Reproduce the records. Keep every word exact and include no images.

====== Available data

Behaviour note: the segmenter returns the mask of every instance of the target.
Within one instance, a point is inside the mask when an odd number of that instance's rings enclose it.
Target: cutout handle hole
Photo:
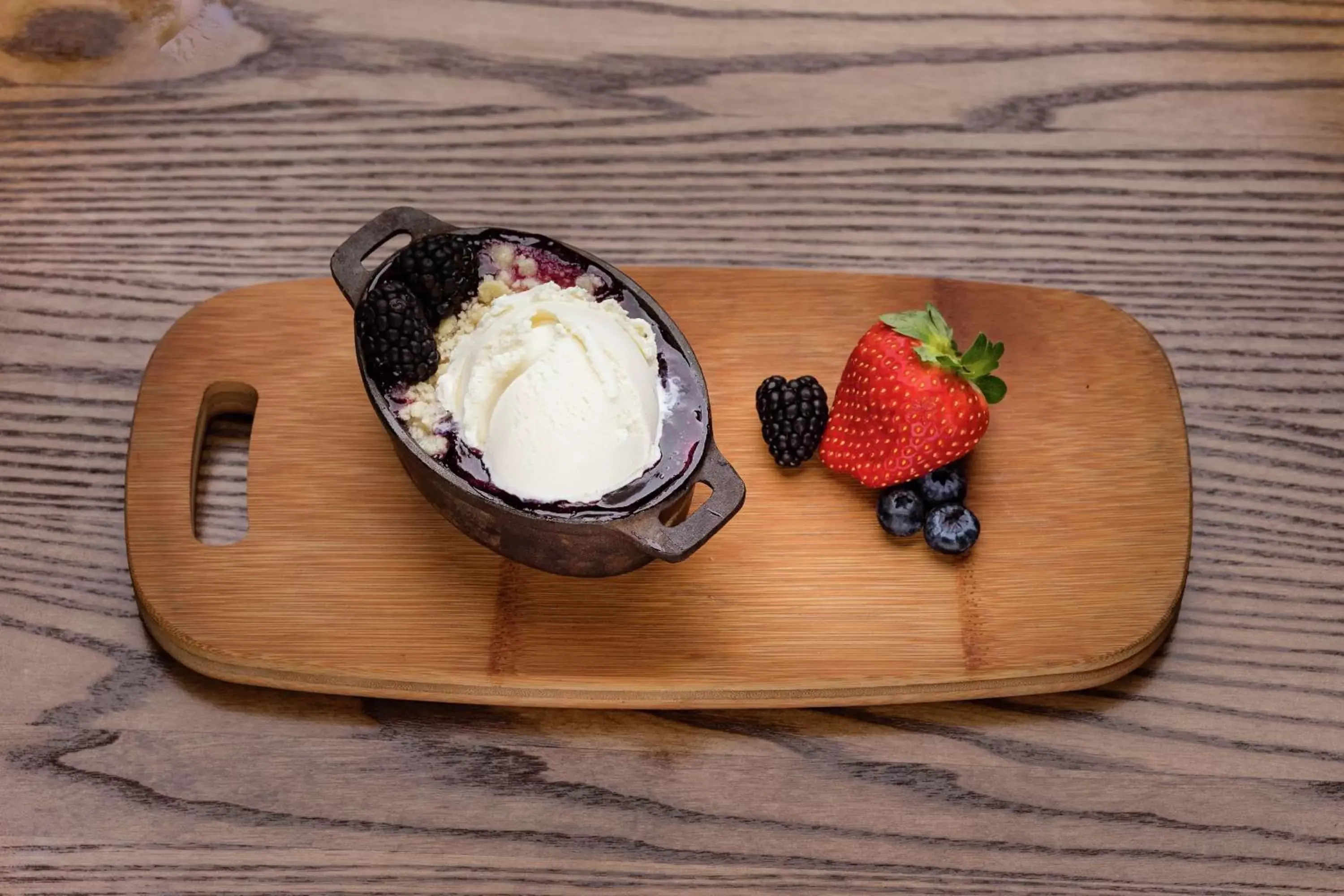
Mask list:
[[[383,265],[383,262],[386,262],[394,254],[410,246],[410,243],[411,243],[410,234],[392,234],[386,240],[383,240],[383,243],[378,249],[371,251],[364,258],[363,262],[364,269],[378,270]]]
[[[196,434],[191,524],[202,544],[234,544],[247,535],[247,459],[257,392],[241,383],[206,391]]]

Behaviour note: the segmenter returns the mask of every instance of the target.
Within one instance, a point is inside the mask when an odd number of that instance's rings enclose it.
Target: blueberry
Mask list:
[[[923,498],[913,482],[883,489],[878,496],[878,523],[891,535],[914,535],[923,525]]]
[[[980,537],[980,520],[960,504],[942,504],[925,517],[925,541],[938,553],[965,553]]]
[[[961,504],[966,500],[966,467],[961,461],[953,461],[937,470],[919,477],[919,493],[925,504],[935,508],[939,504]]]

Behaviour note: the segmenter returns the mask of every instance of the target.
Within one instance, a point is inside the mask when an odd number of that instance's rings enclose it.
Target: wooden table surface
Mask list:
[[[164,54],[31,5],[0,11],[0,892],[1344,892],[1344,5],[237,0]],[[122,549],[140,372],[194,302],[320,274],[398,203],[617,263],[1118,304],[1189,424],[1169,647],[835,711],[185,672]]]

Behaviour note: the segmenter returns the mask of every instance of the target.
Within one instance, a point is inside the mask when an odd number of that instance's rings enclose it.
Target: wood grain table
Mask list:
[[[237,0],[163,52],[144,3],[36,5],[0,8],[0,893],[1344,893],[1344,5]],[[1109,298],[1189,427],[1172,642],[1087,692],[835,711],[185,672],[122,548],[149,352],[398,203]]]

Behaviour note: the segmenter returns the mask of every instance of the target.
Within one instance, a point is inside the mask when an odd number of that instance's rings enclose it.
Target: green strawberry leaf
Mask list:
[[[929,321],[933,324],[934,330],[950,344],[952,328],[948,326],[948,321],[943,318],[942,313],[933,306],[933,302],[925,305],[925,312],[929,314]]]
[[[976,380],[976,386],[980,387],[985,400],[991,404],[1004,400],[1004,395],[1008,394],[1008,384],[997,376],[981,376]]]
[[[976,341],[965,351],[961,356],[961,363],[965,364],[966,369],[974,369],[976,365],[982,364],[989,360],[989,339],[984,333],[976,337]],[[985,371],[986,373],[989,371]]]
[[[1003,343],[991,343],[988,336],[980,333],[962,353],[957,349],[952,326],[933,304],[925,305],[922,312],[896,312],[882,314],[878,320],[902,336],[918,340],[919,344],[914,351],[921,361],[937,364],[970,380],[991,404],[1001,402],[1007,395],[1008,386],[997,376],[991,376],[999,368],[999,359],[1003,357]]]

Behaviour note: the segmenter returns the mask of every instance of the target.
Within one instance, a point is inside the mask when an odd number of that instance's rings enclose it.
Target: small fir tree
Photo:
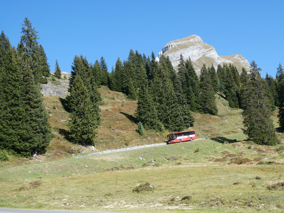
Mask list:
[[[145,131],[144,130],[144,128],[143,127],[143,124],[141,122],[139,121],[138,122],[138,130],[137,131],[139,133],[139,135],[144,135],[145,133]]]
[[[94,145],[95,131],[99,125],[98,106],[91,101],[90,95],[80,75],[73,82],[69,105],[72,110],[68,126],[69,137],[73,143],[83,145]]]
[[[61,70],[58,64],[58,61],[57,59],[55,61],[55,73],[54,76],[59,79],[61,79]]]

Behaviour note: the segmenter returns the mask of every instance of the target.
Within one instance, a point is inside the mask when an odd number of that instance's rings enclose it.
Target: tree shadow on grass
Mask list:
[[[58,133],[61,135],[64,136],[64,137],[66,140],[69,139],[69,134],[68,131],[64,129],[59,128],[58,130]]]
[[[228,143],[234,143],[238,141],[237,140],[235,139],[231,140],[231,139],[227,138],[225,137],[222,137],[221,136],[216,137],[211,137],[210,139],[212,140],[212,141],[214,141],[221,143],[224,143],[225,142]]]
[[[67,105],[67,101],[66,99],[64,98],[60,97],[58,99],[60,101],[61,104],[62,105],[62,106],[64,109],[64,110],[66,112],[69,112],[69,108]]]
[[[276,131],[277,132],[280,132],[281,133],[283,133],[284,132],[284,128],[282,127],[278,127],[276,128]]]
[[[125,116],[125,117],[127,118],[131,121],[134,122],[135,124],[137,123],[137,119],[133,115],[130,115],[129,114],[124,112],[119,112],[123,115]]]

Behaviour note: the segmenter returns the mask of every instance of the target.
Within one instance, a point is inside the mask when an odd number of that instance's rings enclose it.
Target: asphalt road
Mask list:
[[[43,210],[39,209],[0,208],[0,213],[120,213],[110,212],[93,212],[89,211],[72,211],[70,210]],[[125,212],[124,213],[125,213]]]

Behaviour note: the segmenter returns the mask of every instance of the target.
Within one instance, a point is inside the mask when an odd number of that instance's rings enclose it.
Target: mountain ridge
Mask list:
[[[200,37],[195,35],[168,43],[159,53],[156,60],[159,61],[162,55],[168,56],[173,66],[177,70],[181,54],[185,59],[190,57],[198,74],[204,64],[208,66],[213,64],[216,68],[218,64],[233,64],[239,72],[243,67],[248,71],[250,69],[247,60],[241,55],[218,55],[213,46],[204,42]]]

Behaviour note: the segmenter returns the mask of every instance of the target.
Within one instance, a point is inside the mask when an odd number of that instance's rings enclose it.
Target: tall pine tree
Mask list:
[[[244,111],[244,131],[248,139],[256,143],[273,145],[279,143],[272,120],[270,104],[263,80],[254,61],[250,63],[249,79],[243,85],[242,105]]]

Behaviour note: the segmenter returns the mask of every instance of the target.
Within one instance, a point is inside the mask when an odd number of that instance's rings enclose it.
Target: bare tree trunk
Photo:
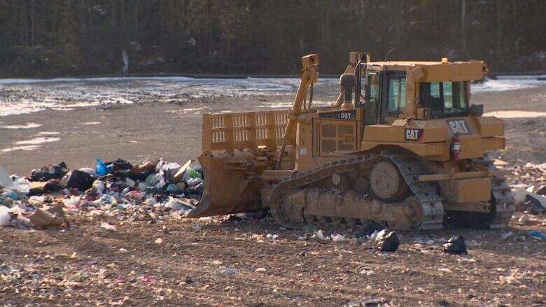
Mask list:
[[[463,52],[466,54],[466,0],[461,0],[461,41]]]

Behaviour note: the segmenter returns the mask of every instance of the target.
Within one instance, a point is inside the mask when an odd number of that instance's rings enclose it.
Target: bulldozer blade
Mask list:
[[[260,189],[248,180],[243,165],[250,155],[203,152],[199,161],[203,167],[204,192],[200,204],[188,217],[242,213],[262,210]]]

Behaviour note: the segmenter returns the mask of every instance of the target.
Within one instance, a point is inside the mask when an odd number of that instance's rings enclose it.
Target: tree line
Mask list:
[[[544,0],[0,0],[0,77],[340,73],[372,60],[485,59],[546,70]],[[127,63],[124,63],[124,55]]]

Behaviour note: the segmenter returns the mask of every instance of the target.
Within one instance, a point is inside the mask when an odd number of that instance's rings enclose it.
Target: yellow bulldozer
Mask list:
[[[189,217],[269,209],[290,228],[507,224],[514,197],[486,155],[504,148],[504,124],[470,103],[483,62],[351,52],[337,101],[322,108],[318,56],[302,63],[291,109],[203,115],[205,190]]]

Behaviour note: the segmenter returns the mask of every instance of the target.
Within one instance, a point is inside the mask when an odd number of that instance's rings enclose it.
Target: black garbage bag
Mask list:
[[[91,187],[94,181],[91,175],[81,171],[72,171],[68,176],[66,187],[74,187],[82,192]]]
[[[57,165],[47,165],[40,169],[33,169],[30,173],[31,181],[48,181],[60,179],[68,173],[66,164],[63,162]]]
[[[400,246],[400,239],[396,232],[383,229],[375,237],[375,243],[382,252],[396,252]]]
[[[106,164],[106,166],[113,166],[114,172],[118,171],[127,171],[133,168],[133,164],[122,159],[118,159],[115,161],[111,161],[104,164]]]
[[[466,251],[466,243],[462,236],[453,236],[444,244],[444,252],[461,255],[468,254]]]

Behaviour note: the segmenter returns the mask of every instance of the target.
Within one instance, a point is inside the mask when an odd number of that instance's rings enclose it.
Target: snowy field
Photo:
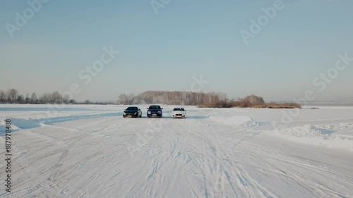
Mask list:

============

▶ The solution
Behaviour note: the segmenter returns the mask of every instance of the target.
Within one instance, a point is inside the mask when an odd number of that instance's rings enclose it.
Target: cutout handle hole
Photo:
Mask list:
[[[383,265],[383,262],[386,262],[394,254],[410,246],[410,243],[411,243],[410,234],[392,234],[386,240],[383,240],[383,243],[378,249],[371,251],[364,258],[363,262],[364,269],[378,270]]]
[[[196,434],[191,524],[202,544],[234,544],[247,535],[247,459],[257,392],[241,383],[206,391]]]

Behaviour note: the segmenter returns the mask of every instance of the target.
Within one instance, a point is inside the mask when an odd number of that instance's rings enclose it.
Target: blueberry
Mask list:
[[[923,498],[913,482],[883,489],[878,496],[878,523],[891,535],[914,535],[923,525]]]
[[[980,537],[980,520],[960,504],[942,504],[925,517],[925,541],[938,553],[965,553]]]
[[[961,504],[966,500],[966,467],[961,461],[953,461],[937,470],[919,477],[919,493],[925,504],[935,508],[939,504]]]

Behaviour note: the segmenter returns the mask of every instance of the target.
Within one instance, a point is inside the mask when an odd number of that instance's rings enclose it.
Target: wooden table surface
Mask list:
[[[164,54],[31,5],[0,11],[0,892],[1344,892],[1344,5],[237,0]],[[122,549],[140,372],[194,302],[320,274],[398,203],[617,263],[1118,304],[1189,424],[1169,647],[835,711],[185,672]]]

Behaviour note: the segmenter returns the mask of every instance of the target.
Within one instance, a point is inside the mask when an odd number of that instance's rings enclose it.
Target: wood grain table
Mask list:
[[[237,0],[163,52],[144,3],[36,5],[0,8],[0,893],[1344,893],[1344,5]],[[1109,298],[1189,427],[1172,642],[1087,692],[835,711],[185,672],[122,548],[149,352],[398,203]]]

Behaviour note: the segmenter returns the mask of every instance of the target.
Within one instance, a point is inside the mask when an odd number of that instance's rings enclose it.
Target: green strawberry leaf
Mask list:
[[[929,321],[933,324],[934,330],[950,344],[952,328],[948,326],[948,321],[943,318],[942,313],[933,306],[933,302],[925,305],[925,312],[929,314]]]
[[[976,380],[976,386],[980,387],[985,400],[991,404],[1004,400],[1004,395],[1008,394],[1008,384],[997,376],[981,376]]]
[[[976,341],[965,351],[961,356],[961,363],[965,364],[966,369],[974,369],[976,365],[982,364],[989,360],[989,339],[984,333],[976,337]],[[985,371],[986,373],[989,371]]]
[[[1003,343],[991,343],[988,336],[980,333],[962,353],[957,349],[952,326],[933,304],[925,305],[922,312],[896,312],[882,314],[878,320],[902,336],[918,340],[919,344],[914,351],[921,361],[937,364],[970,380],[991,404],[1001,402],[1007,395],[1008,386],[997,376],[991,376],[999,368],[999,359],[1003,357]]]

Behaviour note: the segmenter returns the mask of every instance of the target.
Within one instance, a point is inside the mask when an odd number of that instance's rings enclose it.
Target: small fir tree
Photo:
Mask list:
[[[145,131],[144,130],[144,128],[143,127],[143,124],[141,122],[139,121],[138,122],[138,130],[137,131],[139,133],[139,135],[144,135],[145,133]]]
[[[94,145],[95,131],[99,125],[98,106],[91,101],[90,95],[80,75],[73,82],[69,105],[72,110],[68,126],[69,137],[73,143],[83,145]]]
[[[61,70],[58,64],[58,61],[57,59],[55,61],[55,73],[54,76],[59,79],[61,79]]]

Behaviour note: the segmenter returns the mask of every instance of the target.
Within one instance, a point is inside the mask when an odd number of that instance's rings enclose it.
Target: tree shadow on grass
Mask list:
[[[58,133],[61,135],[64,136],[64,137],[66,140],[69,139],[69,134],[68,131],[64,129],[59,128],[58,130]]]
[[[228,143],[234,143],[238,141],[237,140],[235,139],[231,140],[231,139],[227,138],[225,137],[222,137],[221,136],[216,137],[211,137],[210,139],[212,140],[212,141],[214,141],[221,143],[224,143],[225,142]]]
[[[67,105],[67,101],[66,99],[64,98],[60,97],[58,99],[60,101],[61,104],[62,105],[62,106],[64,109],[64,110],[66,112],[69,112],[69,108]]]
[[[276,131],[277,132],[280,132],[281,133],[283,133],[284,132],[284,128],[282,127],[278,127],[276,128]]]
[[[125,116],[125,117],[127,118],[131,121],[134,122],[135,124],[137,123],[137,119],[133,115],[130,115],[129,114],[124,112],[119,112],[123,115]]]

Behaviour note: the segmenter returns the mask of every instance of the target.
Within one instance, a point is inside the mask when an odd number of that instance's rings enclose it.
Target: asphalt road
Mask list:
[[[43,210],[39,209],[0,208],[0,213],[120,213],[110,212],[93,212],[89,211],[72,211],[70,210]],[[125,212],[124,213],[125,213]]]

Behaviour note: the segmenter returns the mask of every instance of the target.
Within one instance, a point is inside the mask when an odd number of that instance's rings enclose it.
Target: mountain ridge
Mask list:
[[[200,37],[195,35],[168,43],[159,53],[156,60],[159,61],[162,55],[168,56],[173,66],[177,70],[181,54],[185,59],[190,57],[198,74],[204,64],[208,66],[213,64],[216,68],[218,64],[233,64],[239,72],[243,67],[248,71],[250,69],[247,60],[241,55],[218,55],[213,46],[204,42]]]

Behaviour note: the segmenter returns the mask of every instance of the target.
Within one instance, a point is inside the mask when an odd number of that instance's rings enclose it.
Target: tall pine tree
Mask list:
[[[244,111],[244,131],[248,139],[256,143],[273,145],[279,143],[272,120],[270,104],[263,80],[254,61],[250,63],[249,79],[243,85],[242,105]]]

Behaviour note: the segmenter returns the mask of every instance of the target.
Within one instance, a point is inside the mask when an odd number of that instance's rings enclose it.
Target: bare tree trunk
Photo:
Mask list:
[[[463,52],[466,54],[466,0],[461,0],[461,41]]]

Behaviour note: the segmenter returns the mask of every instance of the target.
Within one instance, a point is inside the mask when an odd number of that instance's rings enclose it.
Target: bulldozer blade
Mask list:
[[[260,189],[248,180],[243,165],[250,155],[203,152],[199,161],[203,167],[204,192],[200,204],[188,217],[242,213],[262,210]]]

Behaviour note: the segmenter returns the mask of every instance of the target.
Within one instance, a point is inside the mask when an odd number of that instance's rings enclose it.
Target: tree line
Mask list:
[[[544,0],[0,0],[0,77],[340,73],[372,60],[485,59],[546,70]],[[127,63],[124,63],[124,55]]]

Behaviour note: the segmenter returns the mask of every instance of the target.
Within one instance, a point is inside the mask when an odd number of that instance's rings enclose it.
Target: yellow bulldozer
Mask list:
[[[189,217],[269,209],[290,228],[507,224],[514,197],[486,155],[504,148],[504,124],[470,103],[483,62],[351,52],[337,101],[322,108],[318,56],[302,63],[291,109],[203,115],[205,190]]]

Behaviour note: the segmenter returns the mask of every instance of the target.
Within one instance, a point is inside the mask when an odd number of that instance's rings enclose it.
Target: black garbage bag
Mask list:
[[[91,187],[94,181],[91,175],[81,171],[72,171],[68,176],[66,187],[74,187],[82,192]]]
[[[57,165],[47,165],[40,169],[33,169],[30,173],[31,181],[48,181],[60,179],[68,173],[66,164],[63,162]]]
[[[400,246],[400,239],[396,232],[383,229],[375,237],[375,243],[382,252],[396,252]]]
[[[106,164],[106,166],[113,166],[114,172],[118,171],[127,171],[133,168],[133,164],[122,159],[118,159],[115,161],[111,161],[104,164]]]
[[[466,251],[466,243],[462,236],[453,236],[444,244],[444,252],[461,255],[468,254]]]

Behaviour note: the segmenter returns the mask of every instance of the target.
Within one instance, a point is inside the mask when an odd number of that instance's rings enclose it.
Target: snowy field
Photo:
Mask list:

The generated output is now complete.